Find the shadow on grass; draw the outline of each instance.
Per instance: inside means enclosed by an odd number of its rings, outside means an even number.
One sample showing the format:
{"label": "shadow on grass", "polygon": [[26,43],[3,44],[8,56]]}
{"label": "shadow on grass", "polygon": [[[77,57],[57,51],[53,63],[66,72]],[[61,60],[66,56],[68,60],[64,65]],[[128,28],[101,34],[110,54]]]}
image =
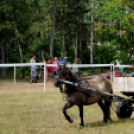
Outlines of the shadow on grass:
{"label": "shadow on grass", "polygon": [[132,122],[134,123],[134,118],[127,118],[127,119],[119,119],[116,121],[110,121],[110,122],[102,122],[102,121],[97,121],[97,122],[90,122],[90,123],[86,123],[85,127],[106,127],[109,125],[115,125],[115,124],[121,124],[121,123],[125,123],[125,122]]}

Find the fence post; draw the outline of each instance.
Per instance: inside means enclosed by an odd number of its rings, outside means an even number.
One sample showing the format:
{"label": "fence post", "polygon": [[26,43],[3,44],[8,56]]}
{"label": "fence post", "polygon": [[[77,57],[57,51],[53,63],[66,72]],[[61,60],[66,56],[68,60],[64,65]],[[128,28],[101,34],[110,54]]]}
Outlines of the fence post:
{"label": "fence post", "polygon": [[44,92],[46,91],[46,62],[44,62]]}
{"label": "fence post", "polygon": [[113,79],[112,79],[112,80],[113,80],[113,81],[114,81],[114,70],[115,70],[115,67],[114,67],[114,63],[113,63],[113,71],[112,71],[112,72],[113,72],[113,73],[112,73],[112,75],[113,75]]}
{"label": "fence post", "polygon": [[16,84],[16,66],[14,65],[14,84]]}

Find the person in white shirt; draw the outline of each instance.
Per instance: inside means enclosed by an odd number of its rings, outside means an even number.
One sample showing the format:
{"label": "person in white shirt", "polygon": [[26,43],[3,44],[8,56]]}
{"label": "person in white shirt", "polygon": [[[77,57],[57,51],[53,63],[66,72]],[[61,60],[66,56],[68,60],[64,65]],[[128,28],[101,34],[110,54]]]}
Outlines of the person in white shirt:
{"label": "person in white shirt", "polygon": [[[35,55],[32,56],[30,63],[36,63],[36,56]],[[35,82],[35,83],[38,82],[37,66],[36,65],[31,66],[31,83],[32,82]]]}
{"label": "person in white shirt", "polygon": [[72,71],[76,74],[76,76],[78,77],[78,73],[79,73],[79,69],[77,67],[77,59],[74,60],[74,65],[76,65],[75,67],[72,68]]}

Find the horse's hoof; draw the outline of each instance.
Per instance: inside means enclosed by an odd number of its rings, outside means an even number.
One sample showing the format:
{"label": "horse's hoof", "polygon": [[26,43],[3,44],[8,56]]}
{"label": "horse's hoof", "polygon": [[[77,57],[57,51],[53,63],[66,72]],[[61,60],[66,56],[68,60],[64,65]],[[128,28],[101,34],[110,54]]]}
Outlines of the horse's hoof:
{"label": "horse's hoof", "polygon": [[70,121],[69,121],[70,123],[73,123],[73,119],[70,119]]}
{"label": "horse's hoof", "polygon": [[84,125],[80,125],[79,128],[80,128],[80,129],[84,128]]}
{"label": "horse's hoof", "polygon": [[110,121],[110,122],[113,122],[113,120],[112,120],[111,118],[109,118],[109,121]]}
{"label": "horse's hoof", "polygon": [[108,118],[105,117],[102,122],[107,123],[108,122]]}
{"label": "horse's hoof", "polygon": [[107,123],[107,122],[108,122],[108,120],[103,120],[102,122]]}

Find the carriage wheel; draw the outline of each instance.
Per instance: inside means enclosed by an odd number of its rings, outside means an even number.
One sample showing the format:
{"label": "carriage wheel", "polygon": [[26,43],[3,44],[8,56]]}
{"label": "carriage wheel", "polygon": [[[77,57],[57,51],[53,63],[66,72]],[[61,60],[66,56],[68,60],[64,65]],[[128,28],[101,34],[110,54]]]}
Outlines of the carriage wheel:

**Exercise aim**
The records above are to be transcribed exactly, with every picture left out.

**Exercise result**
Find the shadow on grass; draw the outline of each instance.
Per instance: inside means enclosed by an odd number of its rings, outside means an even number.
One sample showing the format:
{"label": "shadow on grass", "polygon": [[26,43],[3,44],[8,56]]}
{"label": "shadow on grass", "polygon": [[[77,57],[57,51],[53,63],[66,72]],[[61,60],[66,56],[68,60],[64,65]],[[128,28],[101,34],[110,54]]]}
image =
Outlines of the shadow on grass:
{"label": "shadow on grass", "polygon": [[132,122],[134,123],[134,118],[127,118],[127,119],[119,119],[116,121],[110,121],[110,122],[102,122],[102,121],[97,121],[97,122],[90,122],[90,123],[86,123],[85,127],[106,127],[109,125],[115,125],[115,124],[121,124],[121,123],[125,123],[125,122]]}

Find the fence post; draw the outline of each instance.
Per instance: inside means enclosed by an odd number of its rings, outside means an even number.
One sample showing the format:
{"label": "fence post", "polygon": [[26,43],[3,44],[8,56]]}
{"label": "fence post", "polygon": [[[77,57],[57,51],[53,63],[66,72]],[[61,60],[66,56],[68,60],[64,65]],[[128,28],[101,34],[110,54]]]}
Outlines of the fence post:
{"label": "fence post", "polygon": [[44,92],[46,91],[46,62],[44,62]]}
{"label": "fence post", "polygon": [[113,79],[112,79],[112,80],[113,80],[113,81],[114,81],[114,70],[115,70],[115,67],[114,67],[114,63],[113,63],[113,71],[112,71],[112,72],[113,72],[113,73],[112,73],[112,75],[113,75]]}
{"label": "fence post", "polygon": [[16,84],[16,66],[14,65],[14,84]]}

Find the person in white shirt; draw the outline of each instance.
Per instance: inside means enclosed by an odd number of its rings, outside means an even number.
One sample showing the format:
{"label": "person in white shirt", "polygon": [[26,43],[3,44],[8,56]]}
{"label": "person in white shirt", "polygon": [[[77,57],[57,51],[53,63],[66,72]],[[61,60],[66,56],[68,60],[64,65]],[[128,28],[101,34],[110,54]]]}
Outlines of the person in white shirt:
{"label": "person in white shirt", "polygon": [[[35,55],[32,56],[30,63],[36,63],[36,56]],[[35,82],[35,83],[38,82],[37,66],[36,65],[31,66],[31,83],[32,82]]]}
{"label": "person in white shirt", "polygon": [[72,71],[76,74],[76,76],[78,77],[78,73],[79,73],[79,69],[77,67],[77,59],[74,60],[74,65],[76,65],[75,67],[72,68]]}

Find the horse's hoof; draw the outline of each instance.
Per instance: inside means enclosed by an odd number of its rings, outside means an even number.
One sample showing the format:
{"label": "horse's hoof", "polygon": [[26,43],[3,44],[8,56]]}
{"label": "horse's hoof", "polygon": [[[77,57],[57,51],[53,63],[66,72]],[[61,60],[66,56],[68,60],[64,65]],[[128,28],[101,34],[110,54]]]}
Outlines of the horse's hoof:
{"label": "horse's hoof", "polygon": [[70,121],[69,121],[70,123],[73,123],[73,119],[70,119]]}
{"label": "horse's hoof", "polygon": [[84,125],[80,125],[79,128],[80,128],[80,129],[84,128]]}
{"label": "horse's hoof", "polygon": [[110,121],[110,122],[113,122],[113,120],[112,120],[111,118],[109,118],[109,121]]}
{"label": "horse's hoof", "polygon": [[108,118],[105,117],[102,122],[107,123],[108,122]]}
{"label": "horse's hoof", "polygon": [[107,123],[107,122],[108,122],[108,120],[103,120],[102,122]]}

Find the carriage wheel; draw the outline of each instance.
Per instance: inside means enclosed by an odd number of its rings, outside means an even number.
One sample showing the format:
{"label": "carriage wheel", "polygon": [[26,43],[3,44],[8,56]]}
{"label": "carriage wheel", "polygon": [[[77,57],[57,51],[53,63],[66,72]],[[61,60],[66,56],[68,60],[64,65]],[[128,28],[101,34],[110,54]]]}
Outlines of the carriage wheel:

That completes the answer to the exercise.